====== SOURCE MATERIAL

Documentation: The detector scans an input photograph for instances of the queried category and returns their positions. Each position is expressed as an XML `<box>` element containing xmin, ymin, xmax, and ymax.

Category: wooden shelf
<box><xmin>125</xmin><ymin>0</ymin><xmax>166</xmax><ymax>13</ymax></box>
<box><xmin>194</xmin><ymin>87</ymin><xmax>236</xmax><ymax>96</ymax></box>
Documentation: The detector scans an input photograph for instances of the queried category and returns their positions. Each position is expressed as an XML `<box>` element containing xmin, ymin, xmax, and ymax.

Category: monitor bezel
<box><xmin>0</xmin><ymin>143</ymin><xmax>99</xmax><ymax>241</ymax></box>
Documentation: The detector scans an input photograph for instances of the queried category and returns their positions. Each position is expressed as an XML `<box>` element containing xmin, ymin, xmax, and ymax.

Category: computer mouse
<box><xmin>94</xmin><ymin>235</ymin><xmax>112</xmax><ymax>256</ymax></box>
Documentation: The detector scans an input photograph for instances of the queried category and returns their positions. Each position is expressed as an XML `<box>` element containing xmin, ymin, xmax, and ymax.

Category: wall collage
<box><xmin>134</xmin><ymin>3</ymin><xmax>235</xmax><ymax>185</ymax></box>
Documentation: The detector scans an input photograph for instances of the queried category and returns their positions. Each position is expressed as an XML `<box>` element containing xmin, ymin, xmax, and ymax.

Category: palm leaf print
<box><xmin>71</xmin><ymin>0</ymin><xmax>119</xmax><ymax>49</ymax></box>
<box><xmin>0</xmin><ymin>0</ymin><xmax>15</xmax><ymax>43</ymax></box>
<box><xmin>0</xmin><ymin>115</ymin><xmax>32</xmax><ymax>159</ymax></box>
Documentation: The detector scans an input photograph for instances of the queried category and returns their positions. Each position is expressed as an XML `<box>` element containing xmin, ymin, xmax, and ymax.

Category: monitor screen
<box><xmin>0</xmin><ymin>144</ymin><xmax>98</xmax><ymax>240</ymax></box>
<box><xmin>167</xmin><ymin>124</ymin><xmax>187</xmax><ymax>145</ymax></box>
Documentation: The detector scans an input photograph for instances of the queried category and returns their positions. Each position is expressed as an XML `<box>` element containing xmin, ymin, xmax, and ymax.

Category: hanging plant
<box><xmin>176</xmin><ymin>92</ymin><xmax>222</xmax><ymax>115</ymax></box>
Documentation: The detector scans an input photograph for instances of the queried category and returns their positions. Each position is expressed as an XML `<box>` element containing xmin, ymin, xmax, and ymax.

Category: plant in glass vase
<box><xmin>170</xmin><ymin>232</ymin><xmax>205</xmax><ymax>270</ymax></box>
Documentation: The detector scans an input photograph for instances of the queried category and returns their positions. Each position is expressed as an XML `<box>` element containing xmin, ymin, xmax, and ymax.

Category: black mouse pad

============

Each line above must be returned exactly as written.

SOLUTION TO THE EXERCISE:
Documentation: The detector scans an input photograph for instances of the queried category and returns their positions. Each position is expressed as an XML `<box>` element containing xmin, ymin, xmax, and ymax.

Category: wooden shelf
<box><xmin>125</xmin><ymin>0</ymin><xmax>166</xmax><ymax>13</ymax></box>
<box><xmin>194</xmin><ymin>87</ymin><xmax>236</xmax><ymax>96</ymax></box>
Documentation: The detector scans an input photograph for instances of the queried category and returns their positions. Each position is expressed as an XML `<box>` element containing xmin, ymin, xmax, and ymax.

Category: monitor bezel
<box><xmin>0</xmin><ymin>143</ymin><xmax>99</xmax><ymax>241</ymax></box>
Documentation: The detector scans an input photograph for instances of the queried category and returns their positions. Each position is expressed as an XML `<box>` element containing xmin, ymin, xmax, and ymax.

Category: computer mouse
<box><xmin>94</xmin><ymin>235</ymin><xmax>112</xmax><ymax>256</ymax></box>
Documentation: The detector scans an input photograph for instances of the queried category and returns their positions. Each position is expressed as an XML `<box>` element containing xmin, ymin, xmax, and ymax.

Category: wall collage
<box><xmin>134</xmin><ymin>3</ymin><xmax>235</xmax><ymax>185</ymax></box>
Documentation: The detector scans an input photograph for instances of the queried category and returns their positions. Each position is expressed as an XML `<box>` element containing xmin, ymin, xmax, and ymax.

Category: palm leaf print
<box><xmin>71</xmin><ymin>0</ymin><xmax>119</xmax><ymax>49</ymax></box>
<box><xmin>0</xmin><ymin>0</ymin><xmax>15</xmax><ymax>43</ymax></box>
<box><xmin>0</xmin><ymin>115</ymin><xmax>32</xmax><ymax>159</ymax></box>
Documentation: The detector scans an input photograph for instances of the queried category and returns their positions. Each position is expressed as an XML `<box>` element containing xmin, ymin, xmax, and ymax.

Category: monitor screen
<box><xmin>0</xmin><ymin>144</ymin><xmax>98</xmax><ymax>240</ymax></box>
<box><xmin>167</xmin><ymin>124</ymin><xmax>187</xmax><ymax>145</ymax></box>
Documentation: The detector scans an input photograph for instances of the queried category and returns their positions. Each position is expressed as an XML `<box>` element containing xmin, ymin, xmax, and ymax.

Category: hanging plant
<box><xmin>176</xmin><ymin>92</ymin><xmax>222</xmax><ymax>115</ymax></box>
Documentation: The detector scans an input photograph for instances of the queried category and returns their positions. Each position is expressed as an XML `<box>` element containing xmin, ymin, xmax, and ymax.

Category: plant in glass vase
<box><xmin>170</xmin><ymin>232</ymin><xmax>205</xmax><ymax>270</ymax></box>
Documentation: The detector scans an input photograph for instances of the queried category and returns their positions. Each position is expressed as an XML `<box>` element containing xmin, ymin, xmax, and ymax.

Category: black mouse pad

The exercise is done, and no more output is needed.